§ **GOAL OF THE EXERCISE**: Pick out every line in the entries below that contains the string "target", and copy each one in full. Matching is case-sensitive.

*** PROVIDED RECORDS ***

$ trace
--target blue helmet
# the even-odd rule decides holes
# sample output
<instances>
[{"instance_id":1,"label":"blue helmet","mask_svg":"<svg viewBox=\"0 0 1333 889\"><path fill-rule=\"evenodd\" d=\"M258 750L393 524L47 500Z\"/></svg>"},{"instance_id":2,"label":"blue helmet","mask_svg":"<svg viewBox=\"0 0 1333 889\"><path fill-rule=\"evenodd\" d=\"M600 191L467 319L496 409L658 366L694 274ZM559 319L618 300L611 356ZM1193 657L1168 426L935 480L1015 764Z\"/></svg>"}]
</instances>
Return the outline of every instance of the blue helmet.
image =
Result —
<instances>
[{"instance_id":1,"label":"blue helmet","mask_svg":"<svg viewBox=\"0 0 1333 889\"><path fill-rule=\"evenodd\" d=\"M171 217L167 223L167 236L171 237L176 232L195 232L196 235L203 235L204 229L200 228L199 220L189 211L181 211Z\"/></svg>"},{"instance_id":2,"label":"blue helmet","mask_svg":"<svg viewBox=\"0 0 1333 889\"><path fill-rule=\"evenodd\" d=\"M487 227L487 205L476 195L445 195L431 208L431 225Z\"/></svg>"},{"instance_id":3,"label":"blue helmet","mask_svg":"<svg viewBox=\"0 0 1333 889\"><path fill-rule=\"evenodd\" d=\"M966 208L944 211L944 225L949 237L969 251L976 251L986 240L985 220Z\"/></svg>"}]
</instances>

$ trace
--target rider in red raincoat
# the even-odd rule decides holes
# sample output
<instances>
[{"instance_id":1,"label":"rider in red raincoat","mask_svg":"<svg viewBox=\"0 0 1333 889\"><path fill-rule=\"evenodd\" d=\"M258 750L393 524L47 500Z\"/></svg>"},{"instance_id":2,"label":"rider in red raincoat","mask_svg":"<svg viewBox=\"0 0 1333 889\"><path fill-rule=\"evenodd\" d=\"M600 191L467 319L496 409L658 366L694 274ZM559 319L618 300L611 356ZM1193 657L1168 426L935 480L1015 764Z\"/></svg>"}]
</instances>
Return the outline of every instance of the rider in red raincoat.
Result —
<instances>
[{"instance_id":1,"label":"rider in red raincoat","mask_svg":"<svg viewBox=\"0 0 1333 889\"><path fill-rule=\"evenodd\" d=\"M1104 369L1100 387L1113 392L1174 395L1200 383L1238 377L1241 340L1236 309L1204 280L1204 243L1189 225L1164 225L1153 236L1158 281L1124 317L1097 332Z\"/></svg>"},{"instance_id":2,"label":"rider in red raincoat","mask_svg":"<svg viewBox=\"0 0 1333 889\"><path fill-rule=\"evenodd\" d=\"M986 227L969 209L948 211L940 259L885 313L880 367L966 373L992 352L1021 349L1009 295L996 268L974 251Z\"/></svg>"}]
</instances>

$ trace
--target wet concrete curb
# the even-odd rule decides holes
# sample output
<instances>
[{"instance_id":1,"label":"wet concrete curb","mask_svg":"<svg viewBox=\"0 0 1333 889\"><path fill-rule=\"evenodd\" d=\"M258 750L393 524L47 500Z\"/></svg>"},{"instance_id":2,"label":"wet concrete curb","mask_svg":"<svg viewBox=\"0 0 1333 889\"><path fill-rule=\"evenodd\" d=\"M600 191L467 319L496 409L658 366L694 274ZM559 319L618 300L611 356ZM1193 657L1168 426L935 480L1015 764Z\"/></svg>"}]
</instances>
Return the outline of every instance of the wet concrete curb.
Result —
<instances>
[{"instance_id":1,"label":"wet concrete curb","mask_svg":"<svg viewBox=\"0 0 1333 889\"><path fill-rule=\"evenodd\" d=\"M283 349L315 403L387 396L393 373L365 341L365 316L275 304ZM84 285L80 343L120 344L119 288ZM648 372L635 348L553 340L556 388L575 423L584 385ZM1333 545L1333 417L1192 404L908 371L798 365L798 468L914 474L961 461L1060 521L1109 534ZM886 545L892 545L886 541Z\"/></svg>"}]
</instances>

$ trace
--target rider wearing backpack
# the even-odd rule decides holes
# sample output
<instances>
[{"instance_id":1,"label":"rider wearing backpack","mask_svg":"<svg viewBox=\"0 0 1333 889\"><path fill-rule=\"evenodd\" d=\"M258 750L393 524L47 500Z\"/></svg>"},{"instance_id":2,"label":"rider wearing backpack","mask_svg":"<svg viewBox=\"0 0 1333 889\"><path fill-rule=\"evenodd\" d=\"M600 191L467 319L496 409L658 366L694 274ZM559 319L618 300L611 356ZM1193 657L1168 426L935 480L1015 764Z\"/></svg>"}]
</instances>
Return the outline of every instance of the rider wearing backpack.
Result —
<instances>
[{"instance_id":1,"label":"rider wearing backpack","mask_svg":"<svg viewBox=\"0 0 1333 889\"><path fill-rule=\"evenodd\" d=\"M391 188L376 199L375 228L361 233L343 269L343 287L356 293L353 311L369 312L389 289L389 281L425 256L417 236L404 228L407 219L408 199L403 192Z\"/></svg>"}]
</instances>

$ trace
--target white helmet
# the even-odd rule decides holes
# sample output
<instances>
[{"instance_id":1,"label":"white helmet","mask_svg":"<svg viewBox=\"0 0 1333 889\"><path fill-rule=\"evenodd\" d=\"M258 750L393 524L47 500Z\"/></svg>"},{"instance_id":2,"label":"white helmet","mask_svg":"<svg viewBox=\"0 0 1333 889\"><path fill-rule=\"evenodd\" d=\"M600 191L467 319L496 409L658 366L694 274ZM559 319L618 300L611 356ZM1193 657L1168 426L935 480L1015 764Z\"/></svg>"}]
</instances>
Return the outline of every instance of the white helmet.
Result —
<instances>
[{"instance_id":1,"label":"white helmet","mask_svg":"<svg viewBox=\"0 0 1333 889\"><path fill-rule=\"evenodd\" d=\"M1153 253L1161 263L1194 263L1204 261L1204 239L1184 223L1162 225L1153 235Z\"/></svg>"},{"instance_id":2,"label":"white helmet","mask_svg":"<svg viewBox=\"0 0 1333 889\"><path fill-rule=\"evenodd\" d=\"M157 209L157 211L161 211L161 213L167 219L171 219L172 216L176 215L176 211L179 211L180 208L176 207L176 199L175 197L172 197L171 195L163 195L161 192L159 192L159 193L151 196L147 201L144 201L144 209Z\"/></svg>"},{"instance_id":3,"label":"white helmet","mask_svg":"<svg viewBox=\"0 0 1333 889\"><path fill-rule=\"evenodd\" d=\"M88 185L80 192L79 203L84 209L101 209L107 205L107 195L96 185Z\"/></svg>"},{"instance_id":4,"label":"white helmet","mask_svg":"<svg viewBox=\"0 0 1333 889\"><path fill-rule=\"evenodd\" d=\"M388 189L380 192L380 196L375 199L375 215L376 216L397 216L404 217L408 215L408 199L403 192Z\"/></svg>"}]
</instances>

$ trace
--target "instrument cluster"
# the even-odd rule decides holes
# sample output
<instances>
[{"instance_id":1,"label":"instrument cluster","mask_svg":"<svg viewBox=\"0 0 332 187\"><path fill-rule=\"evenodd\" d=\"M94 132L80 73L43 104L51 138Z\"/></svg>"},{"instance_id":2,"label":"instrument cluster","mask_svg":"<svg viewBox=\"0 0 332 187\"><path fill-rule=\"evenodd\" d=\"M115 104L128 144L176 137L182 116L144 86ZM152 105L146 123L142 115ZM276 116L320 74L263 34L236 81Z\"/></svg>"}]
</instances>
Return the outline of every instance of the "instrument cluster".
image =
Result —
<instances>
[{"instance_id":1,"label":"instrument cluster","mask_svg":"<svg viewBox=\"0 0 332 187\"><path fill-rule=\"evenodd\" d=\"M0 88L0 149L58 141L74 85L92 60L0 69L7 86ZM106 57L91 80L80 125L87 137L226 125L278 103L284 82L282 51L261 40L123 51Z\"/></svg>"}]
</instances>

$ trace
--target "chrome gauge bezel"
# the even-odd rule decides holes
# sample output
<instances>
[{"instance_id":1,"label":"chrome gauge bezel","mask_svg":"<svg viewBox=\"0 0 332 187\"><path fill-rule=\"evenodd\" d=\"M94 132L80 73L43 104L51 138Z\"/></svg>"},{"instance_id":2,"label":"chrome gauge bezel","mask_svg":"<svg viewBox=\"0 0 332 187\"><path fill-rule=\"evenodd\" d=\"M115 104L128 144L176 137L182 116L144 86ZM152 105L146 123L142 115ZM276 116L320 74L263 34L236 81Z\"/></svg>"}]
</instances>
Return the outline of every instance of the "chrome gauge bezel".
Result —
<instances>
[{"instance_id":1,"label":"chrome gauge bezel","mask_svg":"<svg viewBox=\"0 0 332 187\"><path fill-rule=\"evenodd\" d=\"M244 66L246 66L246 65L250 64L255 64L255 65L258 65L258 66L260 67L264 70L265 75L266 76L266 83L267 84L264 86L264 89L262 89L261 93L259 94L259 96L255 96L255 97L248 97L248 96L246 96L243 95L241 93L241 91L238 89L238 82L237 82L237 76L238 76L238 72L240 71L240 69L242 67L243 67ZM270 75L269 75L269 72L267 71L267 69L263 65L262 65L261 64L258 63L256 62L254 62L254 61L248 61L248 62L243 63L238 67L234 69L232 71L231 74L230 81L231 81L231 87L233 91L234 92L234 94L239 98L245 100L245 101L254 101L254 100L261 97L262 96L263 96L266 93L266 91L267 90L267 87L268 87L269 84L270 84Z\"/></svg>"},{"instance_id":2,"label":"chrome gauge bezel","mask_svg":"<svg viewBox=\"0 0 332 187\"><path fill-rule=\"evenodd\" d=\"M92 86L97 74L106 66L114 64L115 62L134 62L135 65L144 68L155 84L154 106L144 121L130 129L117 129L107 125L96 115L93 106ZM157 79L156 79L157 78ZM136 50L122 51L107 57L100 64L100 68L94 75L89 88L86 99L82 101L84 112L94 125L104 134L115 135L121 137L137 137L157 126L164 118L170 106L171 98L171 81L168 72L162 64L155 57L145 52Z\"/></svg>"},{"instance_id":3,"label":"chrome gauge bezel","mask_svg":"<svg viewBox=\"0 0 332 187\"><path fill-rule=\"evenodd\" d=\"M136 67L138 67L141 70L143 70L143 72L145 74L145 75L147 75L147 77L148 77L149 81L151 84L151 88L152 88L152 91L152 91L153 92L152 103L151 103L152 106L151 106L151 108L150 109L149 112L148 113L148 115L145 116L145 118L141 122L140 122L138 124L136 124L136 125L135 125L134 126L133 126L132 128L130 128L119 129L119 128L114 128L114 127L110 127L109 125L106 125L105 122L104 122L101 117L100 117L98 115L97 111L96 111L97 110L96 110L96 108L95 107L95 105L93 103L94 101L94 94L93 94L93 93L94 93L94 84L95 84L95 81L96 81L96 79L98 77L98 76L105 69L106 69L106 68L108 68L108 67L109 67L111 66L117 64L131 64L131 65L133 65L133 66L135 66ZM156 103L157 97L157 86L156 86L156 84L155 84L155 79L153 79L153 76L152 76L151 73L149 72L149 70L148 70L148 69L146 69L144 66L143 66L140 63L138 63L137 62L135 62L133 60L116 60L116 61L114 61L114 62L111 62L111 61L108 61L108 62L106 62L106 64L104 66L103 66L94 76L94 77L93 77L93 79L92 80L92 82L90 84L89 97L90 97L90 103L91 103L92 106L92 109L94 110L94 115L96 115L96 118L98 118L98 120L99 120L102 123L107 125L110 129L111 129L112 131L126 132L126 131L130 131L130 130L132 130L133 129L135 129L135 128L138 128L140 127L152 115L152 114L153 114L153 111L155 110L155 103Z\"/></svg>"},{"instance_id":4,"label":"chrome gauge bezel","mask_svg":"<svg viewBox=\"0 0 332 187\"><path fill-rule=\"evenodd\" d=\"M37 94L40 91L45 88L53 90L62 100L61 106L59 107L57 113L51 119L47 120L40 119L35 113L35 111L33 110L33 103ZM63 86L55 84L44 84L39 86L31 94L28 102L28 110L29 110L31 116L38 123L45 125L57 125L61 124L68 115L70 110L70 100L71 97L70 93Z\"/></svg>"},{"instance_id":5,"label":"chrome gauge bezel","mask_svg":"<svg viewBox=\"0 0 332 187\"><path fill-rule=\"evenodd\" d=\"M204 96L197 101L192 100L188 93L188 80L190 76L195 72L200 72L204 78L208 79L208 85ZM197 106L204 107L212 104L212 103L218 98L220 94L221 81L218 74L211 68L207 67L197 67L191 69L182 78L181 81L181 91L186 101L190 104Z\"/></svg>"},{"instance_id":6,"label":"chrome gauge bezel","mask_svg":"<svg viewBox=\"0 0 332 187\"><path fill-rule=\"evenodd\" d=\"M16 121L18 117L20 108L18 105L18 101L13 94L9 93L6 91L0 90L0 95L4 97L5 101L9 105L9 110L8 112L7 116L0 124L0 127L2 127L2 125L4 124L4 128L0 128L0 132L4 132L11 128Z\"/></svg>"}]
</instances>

***

§ **REPLY TO THE EXERCISE**:
--target blue helmet
--target rider in red raincoat
--target wet concrete curb
--target rider wearing backpack
--target white helmet
--target "instrument cluster"
--target "chrome gauge bezel"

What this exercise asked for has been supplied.